| TEXT EXTRACT |
------------------------

It’s May once again, and once again we celebrate Community Action Month and all we’ve accomplished as a network. This year, though, we celebrate one of those milestones that, however arbitrary, seems to carry great significance. It’s the 50th anniversary of the War on Poverty and the creation of Community Action. Poverty rates remain high, and inequality remains pervasive. Is it time to celebrate or to go underground and radically reinvent ourselves?

Just as it is for most people upon completing their fifth decade, there’s a certain bittersweet poignancy to the occasion for us as well, and an implicit invitation to ponder. The fifty-year mark is perhaps the first time one can look back on any human endeavor with anything like the perspective needed to gain wisdom. Timely food for thought comes in the form of The Legacy of the War on Poverty, a volume of analyses edited by Martha Bailey and Sheldon Danziger.

------------------------

| ACTIONS TO TAKE |
1. Which people and publications does the Community Action Month text name? List every one.
2. According to the Community Action Month text, what anniversary falls this year?
3. Quote the Community Action Month text starting with "Just as it is" and going on through "and Sheldon Danziger.".

| DATA LISTING |
------------------------

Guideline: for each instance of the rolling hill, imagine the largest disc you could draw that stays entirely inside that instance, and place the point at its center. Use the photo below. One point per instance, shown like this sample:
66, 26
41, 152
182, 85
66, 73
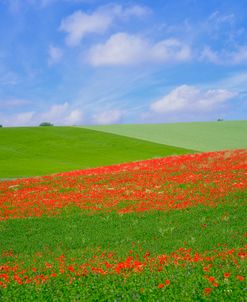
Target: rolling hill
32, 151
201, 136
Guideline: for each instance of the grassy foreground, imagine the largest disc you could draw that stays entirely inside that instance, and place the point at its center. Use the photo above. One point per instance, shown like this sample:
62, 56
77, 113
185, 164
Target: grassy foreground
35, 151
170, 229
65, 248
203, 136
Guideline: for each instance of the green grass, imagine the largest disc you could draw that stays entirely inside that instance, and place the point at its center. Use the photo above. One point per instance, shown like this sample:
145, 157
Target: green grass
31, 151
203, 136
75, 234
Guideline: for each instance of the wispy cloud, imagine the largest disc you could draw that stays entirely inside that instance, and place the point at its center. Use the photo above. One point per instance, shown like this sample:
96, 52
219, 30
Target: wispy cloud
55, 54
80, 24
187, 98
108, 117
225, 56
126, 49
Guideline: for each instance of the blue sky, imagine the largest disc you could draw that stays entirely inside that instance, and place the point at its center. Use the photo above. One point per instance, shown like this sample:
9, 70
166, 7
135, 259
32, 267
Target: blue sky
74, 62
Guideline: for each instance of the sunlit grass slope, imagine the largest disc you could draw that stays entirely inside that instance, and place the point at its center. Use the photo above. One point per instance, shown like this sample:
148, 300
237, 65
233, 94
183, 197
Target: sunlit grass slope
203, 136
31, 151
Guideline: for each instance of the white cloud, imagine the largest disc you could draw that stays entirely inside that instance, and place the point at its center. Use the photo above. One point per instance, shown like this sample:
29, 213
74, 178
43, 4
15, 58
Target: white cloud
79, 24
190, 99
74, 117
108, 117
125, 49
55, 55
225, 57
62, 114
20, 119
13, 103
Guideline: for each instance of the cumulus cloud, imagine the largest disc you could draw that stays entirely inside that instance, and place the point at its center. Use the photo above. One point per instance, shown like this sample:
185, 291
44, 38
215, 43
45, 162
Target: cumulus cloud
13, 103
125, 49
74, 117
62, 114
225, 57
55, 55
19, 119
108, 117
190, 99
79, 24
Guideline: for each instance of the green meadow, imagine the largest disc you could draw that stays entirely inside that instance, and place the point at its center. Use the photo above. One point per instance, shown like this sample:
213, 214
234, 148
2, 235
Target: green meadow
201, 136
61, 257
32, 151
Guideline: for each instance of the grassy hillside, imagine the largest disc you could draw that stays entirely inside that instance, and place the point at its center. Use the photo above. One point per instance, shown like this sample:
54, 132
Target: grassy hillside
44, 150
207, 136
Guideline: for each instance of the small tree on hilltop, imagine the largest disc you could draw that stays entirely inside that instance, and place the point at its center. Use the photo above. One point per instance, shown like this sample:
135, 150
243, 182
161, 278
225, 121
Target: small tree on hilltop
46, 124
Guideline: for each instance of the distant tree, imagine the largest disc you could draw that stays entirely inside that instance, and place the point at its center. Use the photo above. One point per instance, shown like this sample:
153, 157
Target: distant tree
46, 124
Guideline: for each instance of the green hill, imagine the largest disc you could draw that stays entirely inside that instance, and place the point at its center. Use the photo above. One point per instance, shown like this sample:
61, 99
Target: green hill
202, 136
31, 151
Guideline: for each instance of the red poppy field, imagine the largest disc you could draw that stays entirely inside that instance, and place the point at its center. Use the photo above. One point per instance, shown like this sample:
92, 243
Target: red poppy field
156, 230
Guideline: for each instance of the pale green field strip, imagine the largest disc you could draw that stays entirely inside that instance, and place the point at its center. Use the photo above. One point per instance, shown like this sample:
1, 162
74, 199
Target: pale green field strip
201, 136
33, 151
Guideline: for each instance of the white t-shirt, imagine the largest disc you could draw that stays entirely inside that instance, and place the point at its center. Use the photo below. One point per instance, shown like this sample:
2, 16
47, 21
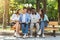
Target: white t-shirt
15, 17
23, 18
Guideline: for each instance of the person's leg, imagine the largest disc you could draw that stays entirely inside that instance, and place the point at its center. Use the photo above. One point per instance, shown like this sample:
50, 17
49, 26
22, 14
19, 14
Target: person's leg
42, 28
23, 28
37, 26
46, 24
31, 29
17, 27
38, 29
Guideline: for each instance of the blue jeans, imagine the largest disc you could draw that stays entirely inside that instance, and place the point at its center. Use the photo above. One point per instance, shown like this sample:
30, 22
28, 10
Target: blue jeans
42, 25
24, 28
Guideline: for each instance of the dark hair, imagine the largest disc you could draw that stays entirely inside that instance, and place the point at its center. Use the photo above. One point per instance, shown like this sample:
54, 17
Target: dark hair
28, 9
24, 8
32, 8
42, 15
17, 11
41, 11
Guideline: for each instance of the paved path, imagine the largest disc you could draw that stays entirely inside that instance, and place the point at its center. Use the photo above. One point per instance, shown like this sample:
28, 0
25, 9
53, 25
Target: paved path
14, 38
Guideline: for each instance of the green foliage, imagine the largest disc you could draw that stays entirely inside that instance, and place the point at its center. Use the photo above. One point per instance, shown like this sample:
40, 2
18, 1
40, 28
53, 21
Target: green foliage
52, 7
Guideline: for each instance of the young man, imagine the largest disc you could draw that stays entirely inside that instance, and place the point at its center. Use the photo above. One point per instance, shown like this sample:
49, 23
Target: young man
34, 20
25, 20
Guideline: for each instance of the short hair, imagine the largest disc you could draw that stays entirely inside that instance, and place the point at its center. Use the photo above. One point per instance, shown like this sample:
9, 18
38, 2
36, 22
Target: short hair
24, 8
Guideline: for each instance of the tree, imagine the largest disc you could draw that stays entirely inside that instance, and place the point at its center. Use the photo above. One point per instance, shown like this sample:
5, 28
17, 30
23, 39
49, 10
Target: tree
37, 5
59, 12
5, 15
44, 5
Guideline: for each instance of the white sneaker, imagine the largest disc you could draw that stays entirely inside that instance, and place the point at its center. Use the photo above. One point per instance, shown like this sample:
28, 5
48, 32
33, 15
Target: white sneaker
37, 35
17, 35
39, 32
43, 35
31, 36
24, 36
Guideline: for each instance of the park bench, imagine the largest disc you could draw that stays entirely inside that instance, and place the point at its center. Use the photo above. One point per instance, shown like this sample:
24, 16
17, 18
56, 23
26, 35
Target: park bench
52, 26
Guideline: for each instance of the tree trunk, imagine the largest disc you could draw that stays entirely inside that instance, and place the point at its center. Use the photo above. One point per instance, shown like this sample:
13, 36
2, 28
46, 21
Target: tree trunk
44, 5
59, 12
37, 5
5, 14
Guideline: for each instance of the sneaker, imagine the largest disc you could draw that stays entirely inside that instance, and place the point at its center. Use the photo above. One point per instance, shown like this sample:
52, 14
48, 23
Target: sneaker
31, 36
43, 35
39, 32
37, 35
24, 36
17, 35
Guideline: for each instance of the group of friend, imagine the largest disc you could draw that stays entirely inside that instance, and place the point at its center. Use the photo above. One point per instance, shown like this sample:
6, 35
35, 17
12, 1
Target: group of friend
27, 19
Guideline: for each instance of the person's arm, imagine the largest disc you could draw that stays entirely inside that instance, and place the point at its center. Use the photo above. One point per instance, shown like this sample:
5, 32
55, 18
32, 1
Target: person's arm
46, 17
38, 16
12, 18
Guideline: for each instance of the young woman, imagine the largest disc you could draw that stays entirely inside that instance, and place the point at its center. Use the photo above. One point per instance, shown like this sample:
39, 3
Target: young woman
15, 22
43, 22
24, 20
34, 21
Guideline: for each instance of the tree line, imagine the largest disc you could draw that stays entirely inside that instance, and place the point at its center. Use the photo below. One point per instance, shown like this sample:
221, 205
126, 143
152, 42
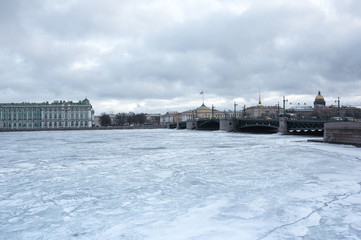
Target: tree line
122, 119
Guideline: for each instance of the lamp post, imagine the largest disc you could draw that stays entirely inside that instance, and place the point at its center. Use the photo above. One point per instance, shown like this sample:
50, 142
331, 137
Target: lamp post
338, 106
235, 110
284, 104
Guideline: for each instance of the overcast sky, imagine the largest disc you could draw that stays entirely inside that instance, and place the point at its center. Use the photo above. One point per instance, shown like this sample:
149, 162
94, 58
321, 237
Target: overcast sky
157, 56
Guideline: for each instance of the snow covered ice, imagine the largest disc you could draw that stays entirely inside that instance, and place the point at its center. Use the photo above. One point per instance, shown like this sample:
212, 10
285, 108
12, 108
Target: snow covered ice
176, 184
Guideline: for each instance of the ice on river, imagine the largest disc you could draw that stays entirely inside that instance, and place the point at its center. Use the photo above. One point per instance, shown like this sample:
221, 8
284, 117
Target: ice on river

------------------------

| TASK SOLUTIONS |
1. Martha Bailey, Sheldon Danziger, The Legacy of the War on Poverty

2. The 50th anniversary of the War on Poverty and the creation of Community Action.

3.
Just as it is for most people upon completing their fifth decade, there’s a certain bittersweet poignancy to the occasion for us as well, and an implicit invitation to ponder. The fifty-year mark is perhaps the first time one can look back on any human endeavor with anything like the perspective needed to gain wisdom. Timely food for thought comes in the form of The Legacy of the War on Poverty, a volume of analyses edited by Martha Bailey and Sheldon Danziger.